# [Brief]
Every entry below should be printed exactly, without its images.
-- -- --
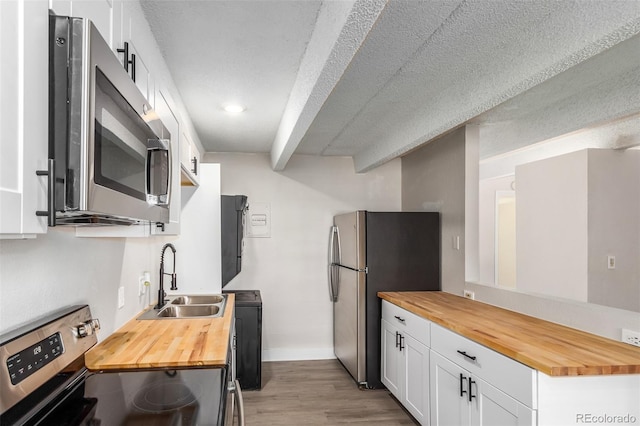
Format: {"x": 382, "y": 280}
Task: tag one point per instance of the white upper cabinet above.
{"x": 189, "y": 161}
{"x": 23, "y": 116}
{"x": 171, "y": 123}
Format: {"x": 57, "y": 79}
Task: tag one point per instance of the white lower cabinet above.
{"x": 474, "y": 385}
{"x": 405, "y": 359}
{"x": 445, "y": 379}
{"x": 459, "y": 398}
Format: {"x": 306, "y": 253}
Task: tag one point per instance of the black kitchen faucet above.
{"x": 174, "y": 285}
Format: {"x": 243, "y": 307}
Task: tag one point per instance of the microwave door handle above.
{"x": 159, "y": 145}
{"x": 240, "y": 405}
{"x": 51, "y": 192}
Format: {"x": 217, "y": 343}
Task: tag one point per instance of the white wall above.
{"x": 487, "y": 228}
{"x": 450, "y": 157}
{"x": 551, "y": 226}
{"x": 614, "y": 228}
{"x": 290, "y": 267}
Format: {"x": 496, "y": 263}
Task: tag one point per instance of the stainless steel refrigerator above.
{"x": 371, "y": 252}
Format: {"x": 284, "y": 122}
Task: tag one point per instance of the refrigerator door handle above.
{"x": 334, "y": 259}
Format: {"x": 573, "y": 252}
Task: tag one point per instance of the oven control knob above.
{"x": 88, "y": 328}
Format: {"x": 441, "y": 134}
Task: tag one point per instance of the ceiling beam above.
{"x": 340, "y": 30}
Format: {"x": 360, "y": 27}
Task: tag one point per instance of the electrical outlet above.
{"x": 120, "y": 297}
{"x": 631, "y": 337}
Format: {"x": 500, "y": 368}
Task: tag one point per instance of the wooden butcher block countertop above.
{"x": 165, "y": 343}
{"x": 548, "y": 347}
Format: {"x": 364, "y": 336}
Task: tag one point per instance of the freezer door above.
{"x": 349, "y": 327}
{"x": 352, "y": 239}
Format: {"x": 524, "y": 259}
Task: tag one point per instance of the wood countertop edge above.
{"x": 96, "y": 361}
{"x": 540, "y": 363}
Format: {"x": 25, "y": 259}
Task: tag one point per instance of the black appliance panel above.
{"x": 403, "y": 254}
{"x": 232, "y": 210}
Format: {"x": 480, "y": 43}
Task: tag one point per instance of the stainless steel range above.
{"x": 43, "y": 381}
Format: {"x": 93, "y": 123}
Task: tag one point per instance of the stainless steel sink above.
{"x": 189, "y": 306}
{"x": 189, "y": 311}
{"x": 197, "y": 300}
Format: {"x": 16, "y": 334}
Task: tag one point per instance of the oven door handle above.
{"x": 240, "y": 404}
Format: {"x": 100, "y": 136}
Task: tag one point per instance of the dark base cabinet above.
{"x": 248, "y": 338}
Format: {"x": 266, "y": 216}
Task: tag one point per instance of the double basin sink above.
{"x": 193, "y": 306}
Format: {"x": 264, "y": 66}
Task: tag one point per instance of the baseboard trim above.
{"x": 297, "y": 354}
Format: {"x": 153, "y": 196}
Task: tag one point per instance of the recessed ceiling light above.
{"x": 234, "y": 108}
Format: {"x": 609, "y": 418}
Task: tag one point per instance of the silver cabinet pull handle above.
{"x": 399, "y": 318}
{"x": 465, "y": 354}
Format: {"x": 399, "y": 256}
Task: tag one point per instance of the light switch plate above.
{"x": 120, "y": 297}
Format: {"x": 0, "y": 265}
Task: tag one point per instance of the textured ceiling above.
{"x": 373, "y": 79}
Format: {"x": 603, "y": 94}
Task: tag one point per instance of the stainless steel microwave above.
{"x": 109, "y": 153}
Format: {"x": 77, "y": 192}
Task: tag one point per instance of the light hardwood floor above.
{"x": 318, "y": 393}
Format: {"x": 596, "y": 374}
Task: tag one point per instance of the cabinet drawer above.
{"x": 508, "y": 375}
{"x": 409, "y": 323}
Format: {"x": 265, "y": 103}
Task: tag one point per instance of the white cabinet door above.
{"x": 171, "y": 123}
{"x": 448, "y": 386}
{"x": 23, "y": 116}
{"x": 492, "y": 407}
{"x": 416, "y": 378}
{"x": 390, "y": 360}
{"x": 189, "y": 160}
{"x": 100, "y": 12}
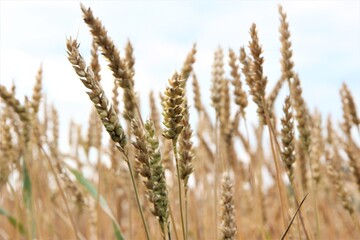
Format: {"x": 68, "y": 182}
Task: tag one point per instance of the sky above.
{"x": 325, "y": 37}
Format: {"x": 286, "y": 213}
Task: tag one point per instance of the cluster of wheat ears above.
{"x": 167, "y": 179}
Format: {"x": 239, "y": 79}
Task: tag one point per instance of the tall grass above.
{"x": 168, "y": 179}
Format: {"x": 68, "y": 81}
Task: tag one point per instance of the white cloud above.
{"x": 325, "y": 38}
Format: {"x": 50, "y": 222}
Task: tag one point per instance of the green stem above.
{"x": 137, "y": 196}
{"x": 179, "y": 186}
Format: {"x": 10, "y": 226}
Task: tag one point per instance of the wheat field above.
{"x": 293, "y": 174}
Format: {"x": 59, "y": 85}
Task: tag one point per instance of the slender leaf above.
{"x": 13, "y": 221}
{"x": 104, "y": 205}
{"x": 27, "y": 198}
-- -- --
# [Answer to this problem]
Format: {"x": 382, "y": 280}
Task: tag one point per instance of the white upper cabinet above.
{"x": 189, "y": 161}
{"x": 23, "y": 116}
{"x": 171, "y": 123}
Format: {"x": 57, "y": 79}
Task: tag one point per instance of the white lower cabinet above.
{"x": 474, "y": 385}
{"x": 405, "y": 359}
{"x": 445, "y": 379}
{"x": 459, "y": 398}
Format: {"x": 306, "y": 253}
Task: tag one point per instance of the black kitchen faucet above.
{"x": 174, "y": 285}
Format: {"x": 243, "y": 307}
Task: tag one point per instance of the microwave door handle above.
{"x": 159, "y": 145}
{"x": 240, "y": 405}
{"x": 51, "y": 192}
Format: {"x": 217, "y": 343}
Task: tag one point per instance of the white wall above.
{"x": 487, "y": 228}
{"x": 450, "y": 157}
{"x": 551, "y": 226}
{"x": 614, "y": 228}
{"x": 290, "y": 267}
Format: {"x": 496, "y": 263}
Task: tag one point per instance of the stainless steel refrigerator above.
{"x": 371, "y": 252}
Format: {"x": 284, "y": 122}
Task: tag one point per instance of the refrigerator door handle above.
{"x": 334, "y": 259}
Format: {"x": 573, "y": 252}
Task: tag one point per instance of the oven control knob above.
{"x": 88, "y": 328}
Format: {"x": 441, "y": 134}
Task: tag one point per instance of the ceiling beam above.
{"x": 340, "y": 30}
Format: {"x": 360, "y": 27}
Task: tag one point per instance of the electrical outlet above.
{"x": 120, "y": 297}
{"x": 631, "y": 337}
Format: {"x": 500, "y": 368}
Task: tag one point per instance of the wooden butcher block countertop above.
{"x": 165, "y": 343}
{"x": 548, "y": 347}
Format: {"x": 364, "y": 336}
Task: tag one point per instance of the freezer door above.
{"x": 349, "y": 327}
{"x": 352, "y": 239}
Format: {"x": 524, "y": 259}
Task: tag one point per instance of the wood countertop edge above.
{"x": 96, "y": 361}
{"x": 540, "y": 363}
Format: {"x": 25, "y": 259}
Task: tag one point per instance of the black appliance panel above.
{"x": 403, "y": 254}
{"x": 232, "y": 210}
Format: {"x": 480, "y": 43}
Task: tag one point per instance of the stainless steel range above.
{"x": 43, "y": 381}
Format: {"x": 93, "y": 123}
Task: tag one point per instance of the stainless steel sink above.
{"x": 189, "y": 306}
{"x": 189, "y": 311}
{"x": 197, "y": 300}
Format: {"x": 16, "y": 334}
Task: tag one point per instance of the oven door handle above.
{"x": 240, "y": 404}
Format: {"x": 100, "y": 136}
Task: tag one point per instance of the dark base cabinet above.
{"x": 248, "y": 338}
Format: {"x": 266, "y": 216}
Task: tag one point per instance of the double basin sink above.
{"x": 193, "y": 306}
Format: {"x": 264, "y": 66}
Task: tag one point per instance of the baseboard trim above.
{"x": 297, "y": 354}
Format: {"x": 153, "y": 196}
Task: tag one point per instance of the recessed ceiling light above.
{"x": 234, "y": 108}
Format: {"x": 609, "y": 418}
Task: tag one point per instance of the silver cabinet pull handle above.
{"x": 399, "y": 318}
{"x": 465, "y": 354}
Format: {"x": 399, "y": 256}
Task: tag one point per instance of the light switch plate above.
{"x": 120, "y": 297}
Format: {"x": 0, "y": 265}
Task: tag one point per instance of the textured ceiling above.
{"x": 373, "y": 79}
Format: {"x": 603, "y": 94}
Task: tag one point per instance of the stainless steel microwave above.
{"x": 109, "y": 153}
Format: {"x": 77, "y": 192}
Task: tag one point per instance of the light hardwood floor above.
{"x": 318, "y": 393}
Format: {"x": 596, "y": 374}
Task: tag one point per instance of the cabinet drawer above.
{"x": 508, "y": 375}
{"x": 409, "y": 323}
Format: {"x": 265, "y": 103}
Task: tag one point per instance of the white cabinet door above.
{"x": 171, "y": 123}
{"x": 448, "y": 386}
{"x": 23, "y": 116}
{"x": 492, "y": 407}
{"x": 416, "y": 378}
{"x": 390, "y": 360}
{"x": 189, "y": 160}
{"x": 100, "y": 12}
Format: {"x": 68, "y": 182}
Task: tag one point per instance of the sky above.
{"x": 325, "y": 37}
Format: {"x": 286, "y": 213}
Task: tag one point per instance of the cluster of wheat ears above.
{"x": 167, "y": 179}
Format: {"x": 239, "y": 79}
Task: tag one point per instance of the tall grass above.
{"x": 168, "y": 179}
Format: {"x": 68, "y": 81}
Task: tag one point per instance of the white cloud above.
{"x": 325, "y": 38}
Format: {"x": 50, "y": 222}
Task: tag one point per instance of the green stem above.
{"x": 137, "y": 196}
{"x": 179, "y": 186}
Format: {"x": 10, "y": 226}
Task: tag one point per instance of the wheat field above.
{"x": 293, "y": 174}
Format: {"x": 59, "y": 85}
Task: tag one point per instance of the slender leaf above.
{"x": 13, "y": 221}
{"x": 104, "y": 205}
{"x": 27, "y": 198}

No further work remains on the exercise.